The task:
A verbatim reproduction of every entry is the expected answer.

*** Opening of Recorded information ***

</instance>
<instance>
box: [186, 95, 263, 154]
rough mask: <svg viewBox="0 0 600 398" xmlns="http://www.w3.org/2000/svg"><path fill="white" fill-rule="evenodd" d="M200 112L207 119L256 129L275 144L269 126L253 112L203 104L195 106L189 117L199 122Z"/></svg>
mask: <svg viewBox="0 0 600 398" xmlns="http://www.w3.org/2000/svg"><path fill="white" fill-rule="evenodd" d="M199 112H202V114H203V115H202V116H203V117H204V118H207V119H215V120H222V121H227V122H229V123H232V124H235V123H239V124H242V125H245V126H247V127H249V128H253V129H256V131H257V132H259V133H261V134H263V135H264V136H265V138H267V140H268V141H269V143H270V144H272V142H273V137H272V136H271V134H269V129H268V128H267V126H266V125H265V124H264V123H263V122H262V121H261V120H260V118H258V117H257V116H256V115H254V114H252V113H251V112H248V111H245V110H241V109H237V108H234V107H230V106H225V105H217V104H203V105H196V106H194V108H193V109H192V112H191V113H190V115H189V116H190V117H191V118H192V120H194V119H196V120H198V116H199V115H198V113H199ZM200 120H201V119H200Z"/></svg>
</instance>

*** Close of Recorded information ***

Written response:
</instance>
<instance>
box: [186, 95, 263, 154]
rough mask: <svg viewBox="0 0 600 398" xmlns="http://www.w3.org/2000/svg"><path fill="white" fill-rule="evenodd" d="M200 112L207 119L256 129L275 144L269 126L253 112L203 104L195 106L189 117L199 122Z"/></svg>
mask: <svg viewBox="0 0 600 398" xmlns="http://www.w3.org/2000/svg"><path fill="white" fill-rule="evenodd" d="M199 112H202V114H203V115H202V116H203V117H204V118H207V119H215V120H222V121H227V122H229V123H232V124H235V123H239V124H242V125H245V126H247V127H249V128H253V129H256V131H257V132H259V133H261V134H263V135H264V136H265V138H267V140H268V141H269V143H270V144H272V142H273V137H272V136H271V134H269V129H268V128H267V126H266V125H265V124H264V123H263V122H262V121H261V120H260V118H258V117H257V116H256V115H254V114H252V113H251V112H248V111H245V110H241V109H237V108H234V107H230V106H225V105H217V104H203V105H196V106H194V108H193V109H192V112H191V113H190V115H189V116H190V117H191V118H192V120H194V119H196V120H198V116H199V115H198V113H199ZM200 120H201V119H200Z"/></svg>
</instance>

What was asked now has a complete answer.